#### [Required work]
Could every line of the data be printed exactly as it reads?

Stored data
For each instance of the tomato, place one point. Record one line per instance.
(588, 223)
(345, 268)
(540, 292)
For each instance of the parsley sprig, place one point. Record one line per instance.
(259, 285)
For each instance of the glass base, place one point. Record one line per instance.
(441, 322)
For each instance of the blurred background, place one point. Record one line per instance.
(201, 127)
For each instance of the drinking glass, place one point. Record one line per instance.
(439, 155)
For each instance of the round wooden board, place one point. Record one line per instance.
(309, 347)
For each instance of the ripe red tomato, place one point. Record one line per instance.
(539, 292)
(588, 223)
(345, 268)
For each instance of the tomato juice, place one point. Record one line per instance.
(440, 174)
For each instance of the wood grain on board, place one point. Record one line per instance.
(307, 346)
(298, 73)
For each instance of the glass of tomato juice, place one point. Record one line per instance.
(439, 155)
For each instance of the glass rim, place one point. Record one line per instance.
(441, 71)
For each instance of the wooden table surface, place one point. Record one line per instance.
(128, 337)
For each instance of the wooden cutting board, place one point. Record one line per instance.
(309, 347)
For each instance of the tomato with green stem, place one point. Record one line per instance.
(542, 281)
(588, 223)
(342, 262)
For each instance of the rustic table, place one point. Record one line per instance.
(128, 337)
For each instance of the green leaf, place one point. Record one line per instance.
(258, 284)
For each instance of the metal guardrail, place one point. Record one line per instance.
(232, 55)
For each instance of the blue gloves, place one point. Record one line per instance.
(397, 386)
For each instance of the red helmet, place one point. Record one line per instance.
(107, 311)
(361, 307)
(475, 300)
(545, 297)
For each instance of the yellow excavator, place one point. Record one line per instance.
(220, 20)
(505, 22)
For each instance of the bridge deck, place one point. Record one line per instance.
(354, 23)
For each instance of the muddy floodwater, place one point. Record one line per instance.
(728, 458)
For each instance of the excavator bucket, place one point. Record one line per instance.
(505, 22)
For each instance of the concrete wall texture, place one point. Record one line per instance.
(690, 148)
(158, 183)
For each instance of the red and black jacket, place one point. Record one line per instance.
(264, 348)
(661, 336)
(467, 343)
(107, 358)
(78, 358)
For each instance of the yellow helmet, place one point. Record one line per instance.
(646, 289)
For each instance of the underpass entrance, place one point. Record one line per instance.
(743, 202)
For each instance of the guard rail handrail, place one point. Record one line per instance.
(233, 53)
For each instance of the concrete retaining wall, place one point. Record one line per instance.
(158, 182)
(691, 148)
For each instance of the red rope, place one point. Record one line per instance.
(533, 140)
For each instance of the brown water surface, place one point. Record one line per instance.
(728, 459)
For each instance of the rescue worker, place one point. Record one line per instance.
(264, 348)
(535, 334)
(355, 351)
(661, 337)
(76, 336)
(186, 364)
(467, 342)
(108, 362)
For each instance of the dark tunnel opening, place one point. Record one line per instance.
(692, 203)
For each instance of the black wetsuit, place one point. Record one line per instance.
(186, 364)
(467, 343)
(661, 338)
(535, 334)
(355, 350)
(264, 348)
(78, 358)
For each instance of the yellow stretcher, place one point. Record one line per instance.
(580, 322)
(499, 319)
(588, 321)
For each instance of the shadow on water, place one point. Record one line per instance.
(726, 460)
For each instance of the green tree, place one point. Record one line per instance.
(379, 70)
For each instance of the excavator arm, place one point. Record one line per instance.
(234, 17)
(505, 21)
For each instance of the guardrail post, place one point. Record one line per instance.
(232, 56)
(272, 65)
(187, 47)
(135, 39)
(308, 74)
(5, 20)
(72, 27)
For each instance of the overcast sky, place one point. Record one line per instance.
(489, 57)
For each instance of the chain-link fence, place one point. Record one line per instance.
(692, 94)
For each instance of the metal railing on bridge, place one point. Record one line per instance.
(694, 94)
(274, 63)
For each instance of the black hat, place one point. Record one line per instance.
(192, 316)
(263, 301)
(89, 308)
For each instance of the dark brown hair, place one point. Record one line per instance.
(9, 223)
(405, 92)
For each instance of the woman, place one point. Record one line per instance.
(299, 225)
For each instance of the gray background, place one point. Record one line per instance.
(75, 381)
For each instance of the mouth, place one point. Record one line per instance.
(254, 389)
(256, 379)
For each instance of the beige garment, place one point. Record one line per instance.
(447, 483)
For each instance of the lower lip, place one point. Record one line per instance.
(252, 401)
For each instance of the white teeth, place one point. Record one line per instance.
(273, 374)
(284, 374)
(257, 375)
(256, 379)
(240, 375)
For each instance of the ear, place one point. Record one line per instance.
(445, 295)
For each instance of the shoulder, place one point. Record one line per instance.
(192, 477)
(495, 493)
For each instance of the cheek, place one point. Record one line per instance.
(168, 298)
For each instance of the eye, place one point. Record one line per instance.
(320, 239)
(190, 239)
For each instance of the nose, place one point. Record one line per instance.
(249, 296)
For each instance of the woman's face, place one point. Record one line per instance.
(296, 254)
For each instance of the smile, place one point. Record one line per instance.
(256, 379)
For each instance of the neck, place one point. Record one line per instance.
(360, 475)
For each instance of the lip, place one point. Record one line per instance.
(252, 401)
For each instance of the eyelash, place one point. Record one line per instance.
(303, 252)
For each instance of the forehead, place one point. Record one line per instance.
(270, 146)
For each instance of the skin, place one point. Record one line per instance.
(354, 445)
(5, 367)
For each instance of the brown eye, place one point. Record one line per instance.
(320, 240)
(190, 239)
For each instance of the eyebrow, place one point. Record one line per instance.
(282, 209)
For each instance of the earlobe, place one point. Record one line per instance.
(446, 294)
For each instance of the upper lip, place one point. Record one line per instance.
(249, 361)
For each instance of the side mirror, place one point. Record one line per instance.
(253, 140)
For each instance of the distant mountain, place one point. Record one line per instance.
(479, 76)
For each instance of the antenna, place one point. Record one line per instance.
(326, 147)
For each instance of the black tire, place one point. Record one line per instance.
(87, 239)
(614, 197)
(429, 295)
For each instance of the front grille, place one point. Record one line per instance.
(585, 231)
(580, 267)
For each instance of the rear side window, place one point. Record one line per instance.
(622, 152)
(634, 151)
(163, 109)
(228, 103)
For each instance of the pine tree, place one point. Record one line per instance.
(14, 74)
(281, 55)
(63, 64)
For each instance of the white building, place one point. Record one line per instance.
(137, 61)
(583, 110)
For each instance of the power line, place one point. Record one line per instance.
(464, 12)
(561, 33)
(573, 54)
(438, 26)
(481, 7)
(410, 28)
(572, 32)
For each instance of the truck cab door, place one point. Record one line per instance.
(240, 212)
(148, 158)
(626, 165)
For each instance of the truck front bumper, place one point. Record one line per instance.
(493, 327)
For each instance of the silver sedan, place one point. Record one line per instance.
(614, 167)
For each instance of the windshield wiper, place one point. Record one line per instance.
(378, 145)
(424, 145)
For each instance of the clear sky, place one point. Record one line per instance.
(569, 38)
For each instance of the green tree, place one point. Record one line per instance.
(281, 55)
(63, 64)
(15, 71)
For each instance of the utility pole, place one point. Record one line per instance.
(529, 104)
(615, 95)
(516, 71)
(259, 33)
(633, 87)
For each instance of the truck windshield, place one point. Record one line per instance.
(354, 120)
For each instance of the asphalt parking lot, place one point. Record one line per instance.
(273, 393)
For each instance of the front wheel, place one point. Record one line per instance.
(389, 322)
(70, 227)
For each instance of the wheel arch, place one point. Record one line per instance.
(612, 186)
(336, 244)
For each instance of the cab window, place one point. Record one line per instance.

#### [Response to this task]
For each instance of the tomato, place one point. Record one line per instance.
(588, 223)
(345, 268)
(540, 292)
For each instance of the parsley sprig, place one point. Record one line per instance.
(259, 285)
For each instance of the glass base, place one point. Record one line per instance.
(441, 322)
For each instance of the blurred background, place one point. Record one line per instance.
(201, 127)
For each instance of the drinking glass, place one point. Record one line per instance.
(439, 155)
For each instance of the round wooden board, place one point. Record one line per instance.
(309, 347)
For each instance of the ripe red tomato, place one point. Record one line per instance.
(539, 292)
(588, 223)
(345, 268)
For each instance of the tomato juice, place one point. Record one line per instance.
(440, 174)
For each instance of the wood grain on board, place one point. Record one line per instance.
(307, 346)
(298, 73)
For each instance of the glass of tomato juice, place one point. Record one line per instance.
(439, 155)
For each instance of the glass rim, place one point. Record one line per instance.
(441, 71)
For each instance of the wooden table surface, place one point. Record one line per instance.
(128, 337)
For each instance of the wooden cutting board, place one point. Record one line per instance.
(309, 347)
For each instance of the tomato with green stem, place one point. Record one line per instance.
(542, 281)
(588, 223)
(342, 262)
For each instance of the rustic table, place one point. Record one line per instance.
(128, 337)
For each instance of the green leaf, place one point. Record one line per instance.
(258, 284)
For each instance of the metal guardrail, place one point. Record one line per instance.
(232, 55)
For each instance of the blue gloves, place one point. Record one line per instance.
(397, 386)
For each instance of the red helmet, place one point. Record one line per instance.
(107, 311)
(361, 307)
(475, 300)
(545, 297)
For each instance of the yellow excavator, place one point. Record one line per instance.
(220, 20)
(505, 22)
For each instance of the bridge deck, place one point. Record one line per instance.
(354, 23)
For each instance of the muddy floodwater, place one point. Record one line per instance.
(728, 458)
For each instance of the excavator bucket, place one point. Record one line per instance.
(505, 22)
For each instance of the concrete wall texture, place one point. Record one line per instance.
(690, 148)
(158, 183)
For each instance of the red and black jacket, place one point. Record one line per instance.
(264, 348)
(661, 336)
(467, 343)
(107, 358)
(78, 358)
For each instance of the yellow helmet, place one point. Record one line per instance.
(646, 289)
For each instance of the underpass entrance, place one point. Record one line per instance.
(743, 202)
For each instance of the guard rail handrail, place one point. Record one line per instance.
(233, 53)
For each instance of the concrete retaining wall, place one point. Record one line per instance.
(158, 182)
(691, 148)
For each instance of the red rope, place one point. Record one line per instance.
(533, 140)
For each instance of the brown water surface, place one point. Record one line per instance.
(728, 459)
For each instance of the rescue worker, place one point. Record one line per instance.
(264, 348)
(535, 334)
(355, 351)
(661, 337)
(76, 336)
(186, 364)
(467, 342)
(108, 362)
For each instance of the dark tunnel opening, place one point. Record one line per instance.
(692, 203)
For each instance of the black wetsuit, place one point. Record one line per instance.
(186, 364)
(467, 343)
(661, 338)
(535, 334)
(355, 350)
(264, 348)
(78, 358)
For each instance of the yellow stretcher, place one point. Record one line per instance.
(580, 322)
(499, 319)
(588, 321)
For each instance of the shadow on water, place one point. Record one line per instance.
(726, 460)
For each instance of the green tree, place one point. Record one line per instance.
(379, 70)
For each instance of the excavator arm, place one point. Record one line per instance.
(234, 17)
(505, 21)
For each instance of the guardrail post, place one point. Record one line per instance.
(232, 56)
(272, 65)
(187, 47)
(135, 39)
(308, 74)
(5, 20)
(72, 27)
For each instance of the overcast sky, place one point. Record one line per instance.
(489, 57)
For each instance of the chain-link fence, place one point. Record one line per instance.
(692, 94)
For each instance of the metal railing on bridge, place one point. Record one line per instance.
(694, 94)
(274, 63)
For each instance of the black hat, place one point. Record one line per instance.
(192, 316)
(263, 301)
(89, 308)
For each instance of the dark brown hair, place one point. Record one line per instance.
(9, 223)
(405, 92)
For each instance of the woman, place one point. Record one line per instance.
(299, 225)
For each instance of the gray background, place one point. Record one line per instance.
(75, 381)
For each instance of the mouth, place one point. Record one line per instance.
(254, 389)
(256, 379)
For each instance of the beige garment, place one point. Record one line per instance.
(447, 483)
For each instance of the lower lip, place one point. Record one line per instance.
(252, 401)
For each instance of the white teeth, place one point. Record one line per instance.
(273, 374)
(284, 374)
(257, 375)
(256, 379)
(240, 375)
For each instance of the ear, place one point. Record one line per instance.
(445, 295)
For each instance of the shoulder, place one point. Record one line per instance.
(192, 477)
(495, 493)
For each instance of the cheek, place one point. Record one line per instance.
(168, 298)
For each instance of the eye, place one point. Record one line per instance.
(320, 239)
(190, 239)
For each instance of the nose, place one point. Record one line per instance.
(249, 296)
For each instance of the woman's face, place one point. Record one line per instance.
(296, 254)
For each instance of the smile, place one point. Record one line per instance.
(256, 379)
For each instance of the neck, place one point. Record one line per instance.
(360, 475)
For each instance of the lip, place one point. Record one line per instance.
(252, 401)
For each instance of the eyelash, place one point. Record one line per instance.
(303, 252)
For each instance of the forehead, place one point. Record one line per instance.
(270, 146)
For each instance of the skin, place one point. Record one line per instance.
(354, 445)
(5, 367)
For each instance of the brown eye, place one point. Record one line per instance.
(320, 240)
(190, 239)
For each instance of the eyebrow, place one point. Record one line per instance.
(282, 209)
For each instance of the earlobe, place one point. Record one line per instance.
(446, 294)
For each instance of the upper lip, place one point. Record one line per instance.
(249, 361)
For each instance of the side mirror, place one point. Record one line per instance.
(253, 140)
For each instance of the distant mountain, place one point. Record one line per instance.
(479, 76)
For each instance of the antenna, place one point. Record one line per instance.
(326, 147)
For each instance of the black tire, place one point. Record one line per instance.
(87, 239)
(614, 197)
(429, 295)
For each instance of the front grille, place one point. Record one line per instance.
(585, 231)
(580, 267)
For each instance of the rear side window, place one point. Record one line per instance.
(622, 152)
(634, 151)
(163, 109)
(228, 103)
For each instance of the pine tree, place one point. Record one line per instance.
(14, 74)
(281, 55)
(63, 64)
For each instance of the white building, place one point. Record one line per instance.
(137, 61)
(583, 110)
For each instance of the power line, place one point. Record one line per instance.
(464, 12)
(561, 33)
(573, 54)
(438, 26)
(481, 7)
(410, 28)
(572, 32)
For each instance of the truck cab door, place one point. Record one line per instance.
(240, 212)
(148, 158)
(626, 165)
For each instance of the truck front bumper, place one point. Record one line per instance.
(493, 327)
For each instance of the silver sedan, place one point. Record one line per instance.
(614, 167)
For each instance of the windshield wiper, place one point. Record one line per instance.
(378, 145)
(424, 145)
For each instance of the clear sky, place one point. Record one line per instance.
(569, 38)
For each instance of the green tree, place one point. Record one line per instance.
(281, 55)
(63, 64)
(15, 71)
For each instance of the utility pole, place one point. Record one line per instance.
(529, 104)
(615, 95)
(516, 71)
(259, 33)
(633, 87)
For each instance of the truck windshield, place one point. Record one line per instance.
(354, 120)
For each instance of the asphalt parking lot, place one point. Record one line per instance.
(273, 393)
For each instance of the front wheel, place one point. Record one line per instance.
(389, 322)
(70, 227)
For each instance of the wheel arch, place one point. Record one line per instance.
(612, 186)
(336, 244)
For each instance of the cab window, place one point. Record one line per instance.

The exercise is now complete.